TASK GOAL
Exact repetition is required: reproduce every line of the data.
*** Opening DATA PROVIDED ***
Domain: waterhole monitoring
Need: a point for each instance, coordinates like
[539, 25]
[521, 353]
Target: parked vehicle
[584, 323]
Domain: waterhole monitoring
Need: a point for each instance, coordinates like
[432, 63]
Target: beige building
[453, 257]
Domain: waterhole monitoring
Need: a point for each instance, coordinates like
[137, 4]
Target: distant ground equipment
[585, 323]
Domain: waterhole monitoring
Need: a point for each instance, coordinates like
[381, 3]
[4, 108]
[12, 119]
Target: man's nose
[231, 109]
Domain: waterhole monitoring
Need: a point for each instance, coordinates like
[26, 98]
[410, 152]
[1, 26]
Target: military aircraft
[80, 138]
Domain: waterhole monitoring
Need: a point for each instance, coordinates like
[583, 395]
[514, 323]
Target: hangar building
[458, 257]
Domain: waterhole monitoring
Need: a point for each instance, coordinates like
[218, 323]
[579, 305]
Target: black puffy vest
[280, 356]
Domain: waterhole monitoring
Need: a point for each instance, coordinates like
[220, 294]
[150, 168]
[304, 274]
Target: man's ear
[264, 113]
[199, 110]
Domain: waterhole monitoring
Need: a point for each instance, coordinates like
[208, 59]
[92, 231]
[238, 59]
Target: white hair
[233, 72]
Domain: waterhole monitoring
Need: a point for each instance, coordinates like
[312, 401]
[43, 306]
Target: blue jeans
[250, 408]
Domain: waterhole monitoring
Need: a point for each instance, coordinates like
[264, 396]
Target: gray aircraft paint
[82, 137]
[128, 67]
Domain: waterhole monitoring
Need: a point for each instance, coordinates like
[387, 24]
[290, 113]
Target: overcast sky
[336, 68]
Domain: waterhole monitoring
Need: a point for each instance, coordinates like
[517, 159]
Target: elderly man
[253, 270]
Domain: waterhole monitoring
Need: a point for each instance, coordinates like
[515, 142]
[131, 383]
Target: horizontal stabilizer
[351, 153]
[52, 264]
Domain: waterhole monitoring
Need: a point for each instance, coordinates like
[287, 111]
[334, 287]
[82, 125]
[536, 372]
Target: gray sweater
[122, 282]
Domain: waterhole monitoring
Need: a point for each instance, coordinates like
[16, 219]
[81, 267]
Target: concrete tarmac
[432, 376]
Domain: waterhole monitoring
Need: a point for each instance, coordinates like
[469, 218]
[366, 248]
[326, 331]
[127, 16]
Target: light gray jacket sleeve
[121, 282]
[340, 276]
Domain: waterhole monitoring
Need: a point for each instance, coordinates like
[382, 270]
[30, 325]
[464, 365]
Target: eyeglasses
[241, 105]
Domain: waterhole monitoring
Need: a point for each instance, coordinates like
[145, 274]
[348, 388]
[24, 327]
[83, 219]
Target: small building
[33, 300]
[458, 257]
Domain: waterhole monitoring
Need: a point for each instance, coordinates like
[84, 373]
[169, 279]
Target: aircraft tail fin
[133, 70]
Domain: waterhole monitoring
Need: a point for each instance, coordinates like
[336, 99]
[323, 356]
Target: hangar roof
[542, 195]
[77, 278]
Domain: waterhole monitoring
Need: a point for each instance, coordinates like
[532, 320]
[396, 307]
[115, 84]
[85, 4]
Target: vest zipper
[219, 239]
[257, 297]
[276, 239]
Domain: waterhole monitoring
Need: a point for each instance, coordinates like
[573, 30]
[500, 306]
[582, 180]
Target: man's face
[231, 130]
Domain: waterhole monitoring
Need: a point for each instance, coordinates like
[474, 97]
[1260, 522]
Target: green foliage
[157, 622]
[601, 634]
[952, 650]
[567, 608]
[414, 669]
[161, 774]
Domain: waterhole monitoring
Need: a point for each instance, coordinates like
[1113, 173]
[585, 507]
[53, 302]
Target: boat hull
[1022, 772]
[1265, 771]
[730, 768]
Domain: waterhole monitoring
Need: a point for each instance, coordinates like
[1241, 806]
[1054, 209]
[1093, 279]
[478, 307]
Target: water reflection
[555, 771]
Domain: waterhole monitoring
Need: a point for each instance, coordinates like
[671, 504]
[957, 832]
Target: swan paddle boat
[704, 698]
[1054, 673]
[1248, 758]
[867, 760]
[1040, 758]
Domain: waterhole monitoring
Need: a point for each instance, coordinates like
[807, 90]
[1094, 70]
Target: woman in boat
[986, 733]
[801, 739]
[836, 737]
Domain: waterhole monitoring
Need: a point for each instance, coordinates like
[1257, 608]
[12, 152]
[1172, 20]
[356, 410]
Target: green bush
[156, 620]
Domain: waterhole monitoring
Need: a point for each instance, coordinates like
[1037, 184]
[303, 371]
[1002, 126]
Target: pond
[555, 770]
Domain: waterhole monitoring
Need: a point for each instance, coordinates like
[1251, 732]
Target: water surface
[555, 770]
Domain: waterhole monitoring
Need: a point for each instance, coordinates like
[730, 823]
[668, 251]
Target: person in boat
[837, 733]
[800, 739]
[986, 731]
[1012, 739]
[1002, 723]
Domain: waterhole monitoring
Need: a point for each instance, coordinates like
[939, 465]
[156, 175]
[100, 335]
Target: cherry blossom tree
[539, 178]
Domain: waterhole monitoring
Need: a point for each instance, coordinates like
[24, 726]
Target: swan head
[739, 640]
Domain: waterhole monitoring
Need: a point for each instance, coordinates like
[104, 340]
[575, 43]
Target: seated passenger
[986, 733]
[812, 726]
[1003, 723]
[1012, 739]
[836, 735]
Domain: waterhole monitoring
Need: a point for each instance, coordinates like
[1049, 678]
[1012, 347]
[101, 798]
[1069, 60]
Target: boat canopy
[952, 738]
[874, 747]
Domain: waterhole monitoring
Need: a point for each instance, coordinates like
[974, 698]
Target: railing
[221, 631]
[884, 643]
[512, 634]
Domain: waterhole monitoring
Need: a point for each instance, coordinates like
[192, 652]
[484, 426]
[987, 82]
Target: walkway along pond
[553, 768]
*** Closing DATA PROVIDED ***
ANSWER AREA
Domain: waterhole monitoring
Need: a point for each instance, coordinates like
[539, 25]
[521, 353]
Target: parked vehicle
[584, 323]
Domain: waterhole monitoring
Need: a point for each instance, coordinates like
[432, 63]
Target: beige building
[453, 257]
Domain: waterhole monitoring
Need: a point for each instance, coordinates like
[137, 4]
Target: distant ground equipment
[585, 323]
Domain: waterhole monitoring
Need: a point for each instance, coordinates like
[381, 3]
[4, 108]
[12, 119]
Target: man's nose
[231, 109]
Domain: waterhole monitoring
Need: a point for each instance, coordinates like
[26, 98]
[410, 152]
[1, 26]
Target: military aircraft
[80, 138]
Domain: waterhole monitoring
Need: a point for each instance, coordinates like
[583, 395]
[514, 323]
Target: hangar building
[458, 257]
Domain: waterhole monitoring
Need: a point for each instance, coordinates like
[218, 323]
[579, 305]
Target: black puffy vest
[280, 356]
Domain: waterhole monitoring
Need: a point for each instance, coordinates like
[220, 294]
[150, 168]
[304, 274]
Target: man's ear
[264, 113]
[199, 110]
Domain: waterhole monitoring
Need: a point for each instance, coordinates like
[208, 59]
[92, 231]
[238, 59]
Target: white hair
[233, 72]
Domain: waterhole monitoring
Need: a point for each instance, coordinates like
[312, 401]
[43, 306]
Target: blue jeans
[250, 408]
Domain: waterhole monitoring
Need: a point for each instance, coordinates like
[264, 396]
Target: gray aircraft paint
[82, 137]
[128, 67]
Domain: waterhole monitoring
Need: a point for each instance, coordinates like
[387, 24]
[290, 113]
Target: overcast sky
[336, 68]
Domain: waterhole monitoring
Need: a point for each instance, coordinates like
[517, 159]
Target: elderly man
[253, 270]
Domain: waterhole monitoring
Need: a point for each instance, coordinates like
[515, 142]
[131, 383]
Target: horizontal stabilizer
[351, 153]
[52, 264]
Domain: waterhole monitoring
Need: a point for each instance, coordinates like
[287, 111]
[334, 287]
[82, 125]
[536, 372]
Target: gray sweater
[122, 282]
Domain: waterhole monitoring
Need: a point for each instance, coordinates like
[16, 219]
[81, 267]
Target: concrete tarmac
[432, 376]
Domain: waterhole monitoring
Need: a point for each instance, coordinates like
[469, 218]
[366, 248]
[326, 331]
[127, 16]
Target: light gray jacket sleeve
[121, 282]
[340, 276]
Domain: waterhole monitoring
Need: a point for each instance, coordinates like
[382, 270]
[30, 325]
[464, 365]
Target: eyeglasses
[241, 105]
Domain: waterhole monitoring
Need: a point for each instance, coordinates like
[145, 274]
[348, 388]
[24, 327]
[83, 219]
Target: small building
[33, 300]
[458, 257]
Domain: waterhole monitoring
Need: a point for each instance, coordinates like
[84, 373]
[169, 279]
Target: aircraft tail fin
[133, 70]
Domain: waterhole monitoring
Need: a point for each instance, coordinates like
[336, 99]
[323, 356]
Target: hangar roof
[542, 195]
[77, 278]
Domain: waterhole monitoring
Need: a point for each instance, coordinates like
[532, 320]
[396, 307]
[115, 84]
[85, 4]
Target: vest zipper
[219, 239]
[257, 297]
[276, 239]
Domain: waterhole monitoring
Need: a point for each instance, coordinates like
[573, 30]
[500, 306]
[582, 180]
Target: man's face
[231, 130]
Domain: waterhole monitoring
Need: a point for each instance, coordinates like
[474, 97]
[1260, 522]
Target: green foliage
[157, 622]
[601, 634]
[952, 650]
[567, 608]
[414, 669]
[161, 774]
Domain: waterhole monitoring
Need: a point for each instance, coordinates like
[1113, 173]
[585, 507]
[53, 302]
Target: boat hull
[1022, 772]
[1265, 771]
[730, 768]
Domain: waterhole monitoring
Need: a point for each instance, coordinates like
[1241, 806]
[1054, 209]
[1093, 279]
[478, 307]
Target: water reflection
[555, 771]
Domain: waterhole monitoring
Need: a point for each instance, coordinates like
[671, 504]
[957, 832]
Target: swan paddle boat
[704, 698]
[1054, 673]
[1248, 758]
[867, 760]
[1040, 758]
Domain: waterhole monitoring
Need: a point for each instance, coordinates like
[807, 90]
[1094, 70]
Target: woman in boat
[986, 733]
[801, 739]
[836, 737]
Domain: waterhole monitoring
Need: a point for each instance, coordinates like
[1257, 608]
[12, 152]
[1172, 20]
[356, 410]
Target: green bush
[156, 620]
Domain: waterhole monitoring
Need: a point for each instance, coordinates like
[1037, 184]
[303, 371]
[1002, 126]
Target: pond
[555, 770]
Domain: waterhole monitoring
Need: a point for each instance, coordinates like
[1251, 732]
Target: water surface
[555, 770]
Domain: waterhole monitoring
Need: a point for each instance, coordinates like
[730, 823]
[668, 251]
Target: person in boat
[837, 733]
[800, 739]
[986, 731]
[1012, 739]
[1002, 723]
Domain: waterhole monitoring
Need: a point for each instance, coordinates like
[939, 465]
[156, 175]
[100, 335]
Target: cherry blossom tree
[539, 178]
Domain: waterhole monitoring
Need: a point for each instance, coordinates like
[24, 726]
Target: swan head
[739, 640]
Domain: waterhole monitoring
Need: a point for each instance, coordinates like
[104, 340]
[575, 43]
Target: seated passenger
[986, 733]
[812, 726]
[1003, 723]
[1012, 739]
[836, 735]
Domain: waterhole monitoring
Need: a point for each instance, coordinates like
[1049, 678]
[1012, 347]
[101, 798]
[1069, 60]
Target: boat canopy
[952, 738]
[874, 747]
Domain: waterhole monitoring
Need: a point for each instance, coordinates like
[974, 698]
Target: railing
[221, 631]
[884, 643]
[512, 634]
Domain: waterhole monitoring
Need: a point for each instance, coordinates like
[192, 652]
[484, 426]
[987, 82]
Target: walkway along pond
[553, 768]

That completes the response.